----- SOURCE EXCERPT -----

Gerard Thomas Hopkins (October 24, 1769 - March 27, 1834) was an American businessman, Quaker religious leader, and uncle to philanthropist Johns Hopkins. Gerard Thomas Hopkins was born on October 24, 1769 in Anne Arundel County, Maryland to Elizabeth Thomas and Johns Hopkins, Senior (grandfather and eponym of Johns Hopkins the philanthropist). On April 16, 1796 at the age of 26, Hopkins married Dorothy Brooke at the Sandy Spring Meeting House in Frederick, Maryland. The couple would go on to have eight children: Mary, Deborah, Elizabeth, Thomas, William, Gerard, Jr., Margaret, and Rachel. Eventually, they moved to Baltimore, Maryland, where Gerard opened his wholesale grocery business and became clerk of the Meeting of the Society of Friends at Baltimore for the Western Shore of Maryland and the adjacent parts of Pennsylvania and Virginia.

In 1812, Gerard’s nephew Johns Hopkins, then age 17, came to work at Gerard’s business in the “counting room” of his grocery store. It is said that during this time, Gerard’s daughter, Elizabeth Hopkins, became Johns’ first love. Yet, due to the Quaker faith’s strong opposition to first-cousin marriage, the two never wed.

----- EXTRACTED INFORMATION -----

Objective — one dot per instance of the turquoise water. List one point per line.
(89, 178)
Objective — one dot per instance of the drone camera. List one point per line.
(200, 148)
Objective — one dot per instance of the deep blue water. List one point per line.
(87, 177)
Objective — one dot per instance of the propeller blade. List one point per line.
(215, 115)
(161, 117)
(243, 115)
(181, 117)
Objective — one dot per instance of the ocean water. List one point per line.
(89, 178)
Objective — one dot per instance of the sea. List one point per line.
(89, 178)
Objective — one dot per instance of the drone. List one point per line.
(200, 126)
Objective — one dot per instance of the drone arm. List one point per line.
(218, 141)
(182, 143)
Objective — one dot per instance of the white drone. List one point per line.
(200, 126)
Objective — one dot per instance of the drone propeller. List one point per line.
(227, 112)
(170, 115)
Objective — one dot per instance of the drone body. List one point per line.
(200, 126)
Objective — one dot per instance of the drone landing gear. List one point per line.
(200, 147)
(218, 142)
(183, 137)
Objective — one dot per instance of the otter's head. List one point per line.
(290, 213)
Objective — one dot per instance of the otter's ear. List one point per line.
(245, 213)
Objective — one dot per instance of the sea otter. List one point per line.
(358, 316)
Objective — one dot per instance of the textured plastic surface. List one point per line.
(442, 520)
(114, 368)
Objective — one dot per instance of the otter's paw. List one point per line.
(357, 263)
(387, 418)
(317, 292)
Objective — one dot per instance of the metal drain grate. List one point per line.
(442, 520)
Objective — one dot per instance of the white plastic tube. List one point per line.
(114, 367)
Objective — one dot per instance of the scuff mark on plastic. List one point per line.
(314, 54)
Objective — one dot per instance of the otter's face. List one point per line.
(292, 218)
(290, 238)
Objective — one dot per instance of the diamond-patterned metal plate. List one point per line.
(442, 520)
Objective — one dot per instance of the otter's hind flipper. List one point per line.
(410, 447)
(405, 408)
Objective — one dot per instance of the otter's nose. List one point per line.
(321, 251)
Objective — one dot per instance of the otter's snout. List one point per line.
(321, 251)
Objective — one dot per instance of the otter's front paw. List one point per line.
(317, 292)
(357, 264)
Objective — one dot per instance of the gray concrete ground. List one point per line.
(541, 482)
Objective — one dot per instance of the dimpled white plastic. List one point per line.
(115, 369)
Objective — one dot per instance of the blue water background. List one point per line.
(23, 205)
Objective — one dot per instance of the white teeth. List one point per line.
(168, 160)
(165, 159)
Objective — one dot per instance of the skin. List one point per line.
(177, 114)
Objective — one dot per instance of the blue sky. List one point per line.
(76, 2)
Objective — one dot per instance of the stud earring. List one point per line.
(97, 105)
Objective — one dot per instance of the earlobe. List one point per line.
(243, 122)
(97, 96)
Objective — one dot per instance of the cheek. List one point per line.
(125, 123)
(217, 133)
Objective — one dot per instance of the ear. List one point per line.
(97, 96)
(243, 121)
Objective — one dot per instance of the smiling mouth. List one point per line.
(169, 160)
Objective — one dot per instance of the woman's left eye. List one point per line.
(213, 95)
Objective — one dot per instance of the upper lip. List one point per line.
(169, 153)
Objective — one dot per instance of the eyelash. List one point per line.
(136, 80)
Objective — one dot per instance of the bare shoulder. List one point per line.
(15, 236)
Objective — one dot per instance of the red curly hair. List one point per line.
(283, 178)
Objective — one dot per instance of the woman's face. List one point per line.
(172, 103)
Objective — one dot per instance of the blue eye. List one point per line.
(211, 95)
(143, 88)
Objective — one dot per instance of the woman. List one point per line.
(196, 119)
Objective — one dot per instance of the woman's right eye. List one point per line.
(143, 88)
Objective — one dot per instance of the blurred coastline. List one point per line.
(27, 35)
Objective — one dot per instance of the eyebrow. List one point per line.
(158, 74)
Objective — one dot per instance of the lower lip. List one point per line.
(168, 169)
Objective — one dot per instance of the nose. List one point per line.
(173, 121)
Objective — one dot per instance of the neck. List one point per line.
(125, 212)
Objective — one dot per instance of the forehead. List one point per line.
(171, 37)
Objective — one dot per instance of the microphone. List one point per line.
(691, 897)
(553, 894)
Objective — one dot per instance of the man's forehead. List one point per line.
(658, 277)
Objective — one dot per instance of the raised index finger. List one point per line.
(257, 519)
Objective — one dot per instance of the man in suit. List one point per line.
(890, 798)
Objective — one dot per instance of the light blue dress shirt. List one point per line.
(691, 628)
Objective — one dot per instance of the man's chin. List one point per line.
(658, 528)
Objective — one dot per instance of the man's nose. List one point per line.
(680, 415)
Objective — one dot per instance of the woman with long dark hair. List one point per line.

-----

CHALLENGE 1 >> Name all of Gerard Thomas Hopkins's children as the biography above lists them.
CHALLENGE 2 >> According to the biography above, where did Gerard Thomas Hopkins marry Dorothy Brooke?
CHALLENGE 3 >> Summarize the Gerard Thomas Hopkins biography in two sentences.

CORRECT OUTPUT 1 >> Mary, Deborah, Elizabeth, Thomas, William, Gerard, Jr., Margaret, and Rachel.

CORRECT OUTPUT 2 >> At the Sandy Spring Meeting House in Frederick, Maryland.

CORRECT OUTPUT 3 >> Gerard Thomas Hopkins (1769–1834) was an American businessman and Quaker religious leader who married Dorothy Brooke, had eight children, and moved to Baltimore, where he ran a wholesale grocery business and served as a clerk of the Society of Friends. His nephew Johns Hopkins began working in his grocery store in 1812 and is said to have fallen in love with Gerard's daughter Elizabeth, but the two never married because of the Quaker opposition to first-cousin marriage.